(Listed entries)
+-------+
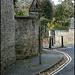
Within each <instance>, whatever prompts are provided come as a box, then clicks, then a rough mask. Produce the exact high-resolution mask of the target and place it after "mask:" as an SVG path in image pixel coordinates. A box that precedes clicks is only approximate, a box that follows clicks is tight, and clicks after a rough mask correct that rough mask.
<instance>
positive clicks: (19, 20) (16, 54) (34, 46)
mask: <svg viewBox="0 0 75 75" xmlns="http://www.w3.org/2000/svg"><path fill="white" fill-rule="evenodd" d="M37 22H38V20H37V19H35V18H32V17H15V34H16V35H15V45H16V46H15V50H16V57H17V59H23V58H26V57H31V56H35V55H37V54H38V23H37Z"/></svg>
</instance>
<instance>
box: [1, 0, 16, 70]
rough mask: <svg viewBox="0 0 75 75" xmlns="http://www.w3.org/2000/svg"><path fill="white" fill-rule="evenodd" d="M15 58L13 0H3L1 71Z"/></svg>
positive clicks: (2, 10) (12, 60)
mask: <svg viewBox="0 0 75 75" xmlns="http://www.w3.org/2000/svg"><path fill="white" fill-rule="evenodd" d="M15 60H16V57H15V25H14V5H13V0H1V71H3V70H4V68H6V67H7V66H9V65H10V64H12V63H14V62H15Z"/></svg>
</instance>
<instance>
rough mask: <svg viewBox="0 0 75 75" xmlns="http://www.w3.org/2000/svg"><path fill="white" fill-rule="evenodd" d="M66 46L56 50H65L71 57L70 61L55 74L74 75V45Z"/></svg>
mask: <svg viewBox="0 0 75 75" xmlns="http://www.w3.org/2000/svg"><path fill="white" fill-rule="evenodd" d="M66 47H67V48H63V49H58V51H62V52H65V53H67V54H69V55H70V56H71V58H72V61H71V62H70V63H69V64H68V65H67V66H66V67H65V68H64V69H63V70H62V71H60V72H58V73H57V74H55V75H75V74H74V68H75V65H74V49H75V46H74V45H67V46H66Z"/></svg>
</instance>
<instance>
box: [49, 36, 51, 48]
mask: <svg viewBox="0 0 75 75" xmlns="http://www.w3.org/2000/svg"><path fill="white" fill-rule="evenodd" d="M49 48H51V36H49Z"/></svg>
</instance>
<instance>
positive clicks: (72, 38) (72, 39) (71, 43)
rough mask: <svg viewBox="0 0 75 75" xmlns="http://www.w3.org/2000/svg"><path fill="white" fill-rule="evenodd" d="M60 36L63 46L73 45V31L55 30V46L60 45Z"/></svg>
mask: <svg viewBox="0 0 75 75" xmlns="http://www.w3.org/2000/svg"><path fill="white" fill-rule="evenodd" d="M61 36H63V41H64V44H74V29H69V30H55V43H56V44H61Z"/></svg>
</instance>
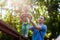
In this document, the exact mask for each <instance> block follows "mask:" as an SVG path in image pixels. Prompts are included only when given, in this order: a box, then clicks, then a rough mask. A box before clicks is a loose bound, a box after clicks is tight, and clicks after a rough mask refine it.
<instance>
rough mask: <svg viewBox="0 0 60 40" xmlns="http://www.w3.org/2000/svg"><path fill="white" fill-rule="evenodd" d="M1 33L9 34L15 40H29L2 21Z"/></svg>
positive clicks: (7, 23)
mask: <svg viewBox="0 0 60 40" xmlns="http://www.w3.org/2000/svg"><path fill="white" fill-rule="evenodd" d="M0 31H2V32H4V33H7V34H8V35H11V36H13V37H14V38H15V40H28V39H27V38H26V37H24V36H23V35H21V34H19V33H18V32H17V31H16V30H15V29H14V28H12V27H11V26H10V25H9V24H8V23H6V22H4V21H2V20H0Z"/></svg>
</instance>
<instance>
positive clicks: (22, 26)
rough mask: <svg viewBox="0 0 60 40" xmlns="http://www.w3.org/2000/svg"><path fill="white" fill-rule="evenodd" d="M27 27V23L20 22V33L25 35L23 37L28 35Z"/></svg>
mask: <svg viewBox="0 0 60 40" xmlns="http://www.w3.org/2000/svg"><path fill="white" fill-rule="evenodd" d="M28 21H29V20H28ZM29 27H30V24H29V23H23V24H22V34H23V35H25V37H28V32H29Z"/></svg>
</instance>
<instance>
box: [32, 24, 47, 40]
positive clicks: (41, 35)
mask: <svg viewBox="0 0 60 40" xmlns="http://www.w3.org/2000/svg"><path fill="white" fill-rule="evenodd" d="M32 30H33V36H32V40H44V37H45V34H46V31H47V26H46V25H44V24H42V30H38V29H36V28H34V27H32Z"/></svg>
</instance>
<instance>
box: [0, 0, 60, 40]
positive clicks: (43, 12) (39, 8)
mask: <svg viewBox="0 0 60 40" xmlns="http://www.w3.org/2000/svg"><path fill="white" fill-rule="evenodd" d="M25 5H27V7H29V11H28V12H29V13H31V14H32V15H33V16H34V21H35V22H37V18H38V17H39V16H40V15H44V16H45V17H46V23H45V24H46V25H47V28H48V31H47V34H46V37H45V40H54V39H55V38H57V36H58V35H60V0H0V19H1V20H3V21H5V22H7V23H8V24H10V25H11V27H14V28H15V29H16V30H17V31H18V32H19V33H21V26H22V22H21V21H20V18H19V17H20V15H21V13H22V12H21V10H22V8H23V7H24V6H25ZM32 34H33V32H32V31H31V30H30V31H29V37H28V38H29V39H30V40H31V38H32ZM2 38H4V40H14V38H13V37H12V36H9V35H7V34H6V33H3V32H2V31H0V40H1V39H2Z"/></svg>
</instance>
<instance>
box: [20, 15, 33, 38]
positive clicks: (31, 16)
mask: <svg viewBox="0 0 60 40" xmlns="http://www.w3.org/2000/svg"><path fill="white" fill-rule="evenodd" d="M20 19H21V21H22V23H23V24H22V34H23V35H25V37H28V32H29V27H30V22H29V19H32V16H31V15H30V14H22V15H21V17H20Z"/></svg>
+-------+
(Exercise description)
In the listing above, find the line with "box: [32, 24, 47, 40]" and the line with "box: [0, 0, 60, 40]". Output those two lines and every line between them, exactly as written.

(Solution to this task)
box: [32, 24, 47, 40]
positive clicks: (41, 35)
mask: <svg viewBox="0 0 60 40" xmlns="http://www.w3.org/2000/svg"><path fill="white" fill-rule="evenodd" d="M32 30H33V36H32V40H44V37H45V34H46V31H47V26H46V25H44V24H42V30H38V29H36V28H34V27H32Z"/></svg>
</instance>
<instance>
box: [0, 0, 60, 40]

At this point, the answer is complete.